What you need to do:
This exercise calls for retyping every line below exactly, with the images omitted.

** Data listing follows **

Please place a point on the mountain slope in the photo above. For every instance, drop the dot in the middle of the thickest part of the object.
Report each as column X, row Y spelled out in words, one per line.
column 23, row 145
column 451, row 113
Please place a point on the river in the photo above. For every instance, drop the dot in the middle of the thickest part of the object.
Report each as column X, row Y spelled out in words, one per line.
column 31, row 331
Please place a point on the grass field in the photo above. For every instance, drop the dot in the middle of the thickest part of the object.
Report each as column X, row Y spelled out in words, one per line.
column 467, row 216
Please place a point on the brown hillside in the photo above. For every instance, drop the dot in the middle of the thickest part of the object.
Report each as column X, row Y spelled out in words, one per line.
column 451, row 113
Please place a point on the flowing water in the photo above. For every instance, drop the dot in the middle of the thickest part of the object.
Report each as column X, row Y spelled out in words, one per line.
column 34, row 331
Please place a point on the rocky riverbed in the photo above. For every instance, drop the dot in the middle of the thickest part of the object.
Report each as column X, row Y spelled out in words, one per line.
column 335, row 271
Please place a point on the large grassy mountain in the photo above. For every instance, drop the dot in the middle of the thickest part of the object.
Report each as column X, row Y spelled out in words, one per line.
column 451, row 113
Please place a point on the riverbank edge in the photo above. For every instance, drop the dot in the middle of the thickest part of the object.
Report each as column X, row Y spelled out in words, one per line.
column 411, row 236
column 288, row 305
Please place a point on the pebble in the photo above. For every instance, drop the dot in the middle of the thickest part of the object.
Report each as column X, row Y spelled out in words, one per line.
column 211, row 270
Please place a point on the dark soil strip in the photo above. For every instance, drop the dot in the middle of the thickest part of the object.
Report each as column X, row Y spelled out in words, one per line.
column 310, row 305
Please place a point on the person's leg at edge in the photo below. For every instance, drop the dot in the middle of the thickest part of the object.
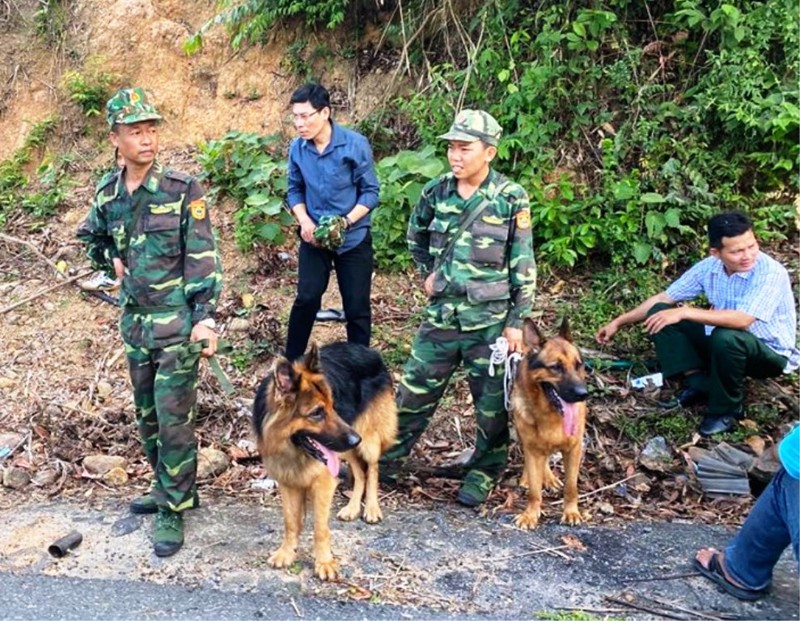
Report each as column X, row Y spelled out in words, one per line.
column 142, row 373
column 434, row 357
column 680, row 347
column 354, row 275
column 736, row 354
column 771, row 526
column 313, row 273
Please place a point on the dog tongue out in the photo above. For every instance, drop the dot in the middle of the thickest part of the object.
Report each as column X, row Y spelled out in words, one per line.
column 331, row 459
column 570, row 421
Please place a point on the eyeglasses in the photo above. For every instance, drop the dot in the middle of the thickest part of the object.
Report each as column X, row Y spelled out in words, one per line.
column 296, row 118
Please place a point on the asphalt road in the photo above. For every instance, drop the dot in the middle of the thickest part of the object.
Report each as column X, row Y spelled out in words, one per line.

** End of Data listing **

Written answer:
Please place a point on the mountain slope in the photo above. For every instance, drop the dot in the middle of the thickest part of the object.
Report each as column X, row Y spelled out in words, one per line.
column 23, row 145
column 451, row 113
Please place a point on the river in the photo above. For every instance, drop the dot in the middle of the thickest part of the object.
Report each as column X, row Y spelled out in words, one per line.
column 31, row 331
Please place a point on the grass field in the photo above. For every instance, drop the dot in the middle of the thickest part of the object.
Report each as column X, row Y spelled out in words, one per line.
column 467, row 216
Please place a point on the brown hillside in the photo above. For every instance, drop the dot in the middle of the thickest part of the object.
Report each as column X, row Y spelled out in words, one per line.
column 451, row 113
Please place a point on the flowing water in the photo above. For every instance, drop the dot in the middle of the thickest part of the object.
Report each as column X, row Y spelled out in words, one per line.
column 34, row 331
Please place a point on the rocky riverbed in the photo above. For every instance, drop the dot in the middle of the thickest part of the object.
Report each as column X, row Y spelled out in words, one per line.
column 335, row 271
Please place a point on the large grassy mountain in the photo above. For every instance, drop the dot in the middle of the thickest part of the object.
Report each as column X, row Y spelled out in words, one per line.
column 451, row 113
Please place a point on the riverbank edge in the photo above. For every instance, drop the dot in the middle of the thickest part of the object.
Report each as column X, row Y spelled out in words, one per line.
column 411, row 236
column 288, row 305
Please place a point on the pebble in the photo above. For every instance, drop the dot in the middle of the thickest part of the object.
Report each as column X, row Y spelled out in words, one per line.
column 211, row 270
Please place a point on the dark soil strip in the photo above. For every instance, drop the dot in the middle of the thickest part of the object.
Report each as column X, row Y spelled out in words, one per line.
column 310, row 305
Please place a point on the person's leg at edge in the photo below. For every instance, drop the dot in the middle of the thickest part of the object.
Report each as column X, row Y spelled out in words, one per line.
column 142, row 373
column 434, row 357
column 680, row 347
column 354, row 275
column 736, row 354
column 771, row 526
column 313, row 273
Please place a point on the dog tongue out in the photo above. For every instance, drop the dot in the middle of the thickest part of the object.
Report each as column X, row Y spelled out in words, one per line.
column 331, row 459
column 570, row 421
Please place a point on the eyeglasses in the photo above. For every instance, drop the dot in the middle of the thickest part of the object.
Report each as column X, row Y spelled out in words, one per line.
column 296, row 118
Please place a point on the asphalt road in the photo above. For every instance, drop the dot in the middle of the thickest part of the object.
Report each as column X, row Y spelled out in words, one per line.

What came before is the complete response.